* [Extract provided]:
________________________________________

At Our Lady’s RC Primary, we provide a high-quality computing education that equips our pupils to use computational thinking and creativity to understand and change the world around them. Our curriculum aims to prepare the children for life in the 21st century by encouraging them to develop a deeper understanding of technology and enabling them to participate effectively in this digital world.

Being based in Manchester, the city responsible for inventing the first computer and playing a pivotal role in code breaking during WW2, we endeavour to foster a creative approach to computing and critical thinking.

Computing is taught through the framework of the 2014 National curriculum. The principles and content of its requirements have been carefully placed at the heart of the school’s programmes of study in computing. Our computing curriculum long term plan therefore, has been specifically designed to include the highest quality content and resources available. We follow the National Centre for Computing Educations’ Teach Computing Curriculum and supplement this with other lesson resources and content, provided by Barefoot Computing and Project Evolve, where appropriate. This enables us to provide our pupils with high-quality, cross-curricular lessons that equip them with foundational skills and the knowledge and understanding of computing that they will need for the rest of their lives. The Teach Computing Curriculum is structured through the National Curriculum Framework to ensure the children have the opportunity to develop a wide range of skills, experiences and competencies within technology.

________________________________________

* [Aim 1]:
Rewrite the passage of the computing curriculum text starting at "At Our Lady’s" and ending at "and critical thinking.", with "pupils" replaced by "students".

________________________________________

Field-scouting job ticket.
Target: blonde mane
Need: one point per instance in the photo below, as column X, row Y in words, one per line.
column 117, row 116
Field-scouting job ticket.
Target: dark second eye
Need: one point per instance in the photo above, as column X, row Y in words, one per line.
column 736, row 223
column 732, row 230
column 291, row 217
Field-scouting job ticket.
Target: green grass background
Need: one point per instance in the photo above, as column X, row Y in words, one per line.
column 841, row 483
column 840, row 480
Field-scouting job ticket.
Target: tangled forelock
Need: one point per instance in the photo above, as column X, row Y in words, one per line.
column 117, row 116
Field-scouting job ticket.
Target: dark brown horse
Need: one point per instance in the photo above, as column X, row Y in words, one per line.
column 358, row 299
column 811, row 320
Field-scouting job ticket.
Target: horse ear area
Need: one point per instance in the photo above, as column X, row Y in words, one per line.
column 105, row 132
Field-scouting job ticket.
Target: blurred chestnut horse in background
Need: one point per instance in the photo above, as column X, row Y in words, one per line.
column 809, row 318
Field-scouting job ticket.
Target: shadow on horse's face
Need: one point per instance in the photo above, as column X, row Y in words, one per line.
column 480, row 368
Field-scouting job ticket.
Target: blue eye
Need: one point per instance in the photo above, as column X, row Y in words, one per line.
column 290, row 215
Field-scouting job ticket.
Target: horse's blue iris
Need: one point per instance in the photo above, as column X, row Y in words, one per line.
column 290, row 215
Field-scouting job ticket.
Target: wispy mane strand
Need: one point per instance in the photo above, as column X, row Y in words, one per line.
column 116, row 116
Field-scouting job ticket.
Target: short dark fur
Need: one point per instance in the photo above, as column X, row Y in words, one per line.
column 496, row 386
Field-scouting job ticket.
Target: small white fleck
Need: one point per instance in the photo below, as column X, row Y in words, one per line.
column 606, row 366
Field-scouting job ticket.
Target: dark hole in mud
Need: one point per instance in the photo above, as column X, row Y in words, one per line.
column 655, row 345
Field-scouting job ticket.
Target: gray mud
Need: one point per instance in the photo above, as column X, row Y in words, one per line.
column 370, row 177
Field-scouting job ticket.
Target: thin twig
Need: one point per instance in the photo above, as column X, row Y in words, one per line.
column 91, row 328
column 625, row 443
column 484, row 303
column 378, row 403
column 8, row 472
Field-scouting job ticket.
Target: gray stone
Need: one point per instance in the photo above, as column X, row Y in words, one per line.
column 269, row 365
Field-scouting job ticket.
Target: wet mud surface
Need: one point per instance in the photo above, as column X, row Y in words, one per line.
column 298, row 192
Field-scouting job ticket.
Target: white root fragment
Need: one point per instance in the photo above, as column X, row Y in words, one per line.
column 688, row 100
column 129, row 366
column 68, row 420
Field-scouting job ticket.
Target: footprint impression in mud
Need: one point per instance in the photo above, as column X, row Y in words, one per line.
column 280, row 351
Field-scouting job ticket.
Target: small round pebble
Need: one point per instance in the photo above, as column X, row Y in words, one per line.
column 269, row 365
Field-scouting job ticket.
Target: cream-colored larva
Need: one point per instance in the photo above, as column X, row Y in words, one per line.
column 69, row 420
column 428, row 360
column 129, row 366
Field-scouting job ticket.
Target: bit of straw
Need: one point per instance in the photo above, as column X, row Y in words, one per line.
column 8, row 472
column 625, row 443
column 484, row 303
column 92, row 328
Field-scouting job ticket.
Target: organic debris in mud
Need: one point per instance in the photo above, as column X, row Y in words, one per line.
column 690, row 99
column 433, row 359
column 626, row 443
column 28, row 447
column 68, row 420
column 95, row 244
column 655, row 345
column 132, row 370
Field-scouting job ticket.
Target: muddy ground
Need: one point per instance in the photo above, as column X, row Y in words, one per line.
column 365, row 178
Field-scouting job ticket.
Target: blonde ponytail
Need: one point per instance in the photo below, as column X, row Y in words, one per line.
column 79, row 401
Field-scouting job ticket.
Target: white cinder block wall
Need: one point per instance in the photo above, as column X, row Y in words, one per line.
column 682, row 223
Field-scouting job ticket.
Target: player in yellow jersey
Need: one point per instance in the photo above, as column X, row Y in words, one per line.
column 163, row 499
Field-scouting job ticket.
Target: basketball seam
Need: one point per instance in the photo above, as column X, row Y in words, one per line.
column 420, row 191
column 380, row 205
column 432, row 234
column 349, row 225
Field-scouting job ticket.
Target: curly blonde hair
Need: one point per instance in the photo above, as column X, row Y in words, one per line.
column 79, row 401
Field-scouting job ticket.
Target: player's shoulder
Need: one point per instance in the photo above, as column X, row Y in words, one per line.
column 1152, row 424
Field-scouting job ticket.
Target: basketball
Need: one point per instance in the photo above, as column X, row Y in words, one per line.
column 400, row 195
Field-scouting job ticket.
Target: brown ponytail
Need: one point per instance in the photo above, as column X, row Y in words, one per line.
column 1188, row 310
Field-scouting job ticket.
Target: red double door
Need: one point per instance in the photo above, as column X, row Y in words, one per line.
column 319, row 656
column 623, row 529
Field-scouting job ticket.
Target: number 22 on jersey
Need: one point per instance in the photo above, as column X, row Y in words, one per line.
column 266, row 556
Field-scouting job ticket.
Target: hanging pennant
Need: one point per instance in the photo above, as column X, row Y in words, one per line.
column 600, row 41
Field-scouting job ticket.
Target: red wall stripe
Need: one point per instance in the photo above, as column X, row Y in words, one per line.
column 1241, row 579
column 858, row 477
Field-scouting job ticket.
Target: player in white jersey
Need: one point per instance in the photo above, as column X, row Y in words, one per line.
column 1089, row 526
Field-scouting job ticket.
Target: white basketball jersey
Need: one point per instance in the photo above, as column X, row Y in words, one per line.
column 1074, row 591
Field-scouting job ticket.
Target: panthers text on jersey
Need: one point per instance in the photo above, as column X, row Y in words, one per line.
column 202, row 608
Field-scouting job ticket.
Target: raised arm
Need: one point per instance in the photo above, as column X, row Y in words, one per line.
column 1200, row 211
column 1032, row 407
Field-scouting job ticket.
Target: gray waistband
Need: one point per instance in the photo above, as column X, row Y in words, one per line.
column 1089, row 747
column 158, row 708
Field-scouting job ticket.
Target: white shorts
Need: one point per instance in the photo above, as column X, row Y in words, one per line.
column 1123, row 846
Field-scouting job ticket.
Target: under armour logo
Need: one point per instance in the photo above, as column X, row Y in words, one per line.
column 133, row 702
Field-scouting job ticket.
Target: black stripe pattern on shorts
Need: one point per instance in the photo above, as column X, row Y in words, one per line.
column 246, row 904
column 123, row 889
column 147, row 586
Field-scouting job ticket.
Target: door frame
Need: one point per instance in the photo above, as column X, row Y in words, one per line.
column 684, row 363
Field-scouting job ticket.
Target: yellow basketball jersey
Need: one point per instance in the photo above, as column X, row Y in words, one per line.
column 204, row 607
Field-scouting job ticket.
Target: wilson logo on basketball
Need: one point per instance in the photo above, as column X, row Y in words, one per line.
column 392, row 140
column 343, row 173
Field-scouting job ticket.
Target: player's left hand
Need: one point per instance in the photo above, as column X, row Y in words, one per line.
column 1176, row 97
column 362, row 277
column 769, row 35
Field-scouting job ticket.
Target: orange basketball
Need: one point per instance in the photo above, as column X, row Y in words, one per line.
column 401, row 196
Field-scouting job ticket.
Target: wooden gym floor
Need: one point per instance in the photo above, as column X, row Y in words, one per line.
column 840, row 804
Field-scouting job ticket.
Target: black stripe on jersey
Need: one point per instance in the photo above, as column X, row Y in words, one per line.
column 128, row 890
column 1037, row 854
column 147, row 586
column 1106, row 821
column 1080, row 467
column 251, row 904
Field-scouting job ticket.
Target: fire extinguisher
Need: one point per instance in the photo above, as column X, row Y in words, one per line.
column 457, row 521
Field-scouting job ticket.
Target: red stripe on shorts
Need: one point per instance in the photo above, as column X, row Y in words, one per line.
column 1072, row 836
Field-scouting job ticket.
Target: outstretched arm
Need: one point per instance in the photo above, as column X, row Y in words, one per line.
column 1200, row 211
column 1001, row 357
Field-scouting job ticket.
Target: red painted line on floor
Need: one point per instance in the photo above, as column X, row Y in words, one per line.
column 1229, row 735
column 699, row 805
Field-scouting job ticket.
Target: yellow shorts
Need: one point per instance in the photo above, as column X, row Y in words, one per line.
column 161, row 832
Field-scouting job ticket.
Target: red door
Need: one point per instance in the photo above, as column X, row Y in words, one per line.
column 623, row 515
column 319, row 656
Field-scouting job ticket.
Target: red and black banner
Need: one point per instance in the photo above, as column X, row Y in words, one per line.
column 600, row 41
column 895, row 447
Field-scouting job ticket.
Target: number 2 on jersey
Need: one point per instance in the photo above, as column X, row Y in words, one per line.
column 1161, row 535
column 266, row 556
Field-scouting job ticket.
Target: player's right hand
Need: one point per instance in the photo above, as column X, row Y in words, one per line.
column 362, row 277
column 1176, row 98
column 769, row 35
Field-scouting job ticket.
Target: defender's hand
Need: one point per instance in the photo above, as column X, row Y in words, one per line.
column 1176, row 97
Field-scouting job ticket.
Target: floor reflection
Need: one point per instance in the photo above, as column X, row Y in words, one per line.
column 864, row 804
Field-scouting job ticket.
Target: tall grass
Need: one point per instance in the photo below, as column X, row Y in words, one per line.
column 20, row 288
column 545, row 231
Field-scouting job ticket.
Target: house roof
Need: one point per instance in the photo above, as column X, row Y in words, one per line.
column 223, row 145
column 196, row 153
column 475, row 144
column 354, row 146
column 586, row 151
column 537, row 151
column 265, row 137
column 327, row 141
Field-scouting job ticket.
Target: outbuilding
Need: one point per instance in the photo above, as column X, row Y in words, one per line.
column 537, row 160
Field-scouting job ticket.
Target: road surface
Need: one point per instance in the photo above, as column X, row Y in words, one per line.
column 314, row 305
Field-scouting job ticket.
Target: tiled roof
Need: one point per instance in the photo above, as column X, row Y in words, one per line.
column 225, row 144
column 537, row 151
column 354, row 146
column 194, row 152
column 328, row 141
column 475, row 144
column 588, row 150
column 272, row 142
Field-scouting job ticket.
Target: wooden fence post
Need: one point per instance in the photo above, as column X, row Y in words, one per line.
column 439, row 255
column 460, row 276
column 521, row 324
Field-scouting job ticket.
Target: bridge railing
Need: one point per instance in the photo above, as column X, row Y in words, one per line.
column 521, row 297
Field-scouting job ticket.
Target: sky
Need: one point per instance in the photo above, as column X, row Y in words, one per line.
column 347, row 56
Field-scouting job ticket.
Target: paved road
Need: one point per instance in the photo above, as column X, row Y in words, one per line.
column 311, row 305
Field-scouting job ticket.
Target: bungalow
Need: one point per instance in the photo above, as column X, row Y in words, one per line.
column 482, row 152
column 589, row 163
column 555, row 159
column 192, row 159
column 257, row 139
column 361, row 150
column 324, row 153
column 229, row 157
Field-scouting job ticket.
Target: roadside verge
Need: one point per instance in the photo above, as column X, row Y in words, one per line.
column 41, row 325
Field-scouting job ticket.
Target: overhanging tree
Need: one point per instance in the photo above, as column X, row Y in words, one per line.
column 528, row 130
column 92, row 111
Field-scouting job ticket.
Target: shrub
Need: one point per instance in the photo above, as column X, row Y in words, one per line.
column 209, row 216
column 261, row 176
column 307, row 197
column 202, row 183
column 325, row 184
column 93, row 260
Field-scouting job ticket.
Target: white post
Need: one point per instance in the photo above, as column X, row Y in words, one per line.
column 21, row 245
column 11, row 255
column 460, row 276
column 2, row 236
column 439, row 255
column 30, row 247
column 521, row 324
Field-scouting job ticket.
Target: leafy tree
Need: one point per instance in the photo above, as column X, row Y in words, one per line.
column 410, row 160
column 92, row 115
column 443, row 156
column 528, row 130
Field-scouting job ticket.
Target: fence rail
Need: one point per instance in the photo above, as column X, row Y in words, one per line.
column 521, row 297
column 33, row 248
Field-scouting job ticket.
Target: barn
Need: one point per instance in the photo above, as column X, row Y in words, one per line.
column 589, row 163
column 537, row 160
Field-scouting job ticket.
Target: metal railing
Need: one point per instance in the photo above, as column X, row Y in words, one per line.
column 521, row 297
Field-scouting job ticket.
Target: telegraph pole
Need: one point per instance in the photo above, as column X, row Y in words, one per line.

________________________________________

* [Aim 2]:
State how many lines of the entries contain the string "floor", counting only matches in the same case, and give the number alone.

* [Full response 1]:
At Our Lady’s RC Primary, we provide a high-quality computing education that equips our students to use computational thinking and creativity to understand and change the world around them. Our curriculum aims to prepare the children for life in the 21st century by encouraging them to develop a deeper understanding of technology and enabling them to participate effectively in this digital world.

Being based in Manchester, the city responsible for inventing the first computer and playing a pivotal role in code breaking during WW2, we endeavour to foster a creative approach to computing and critical thinking.

* [Full response 2]:
3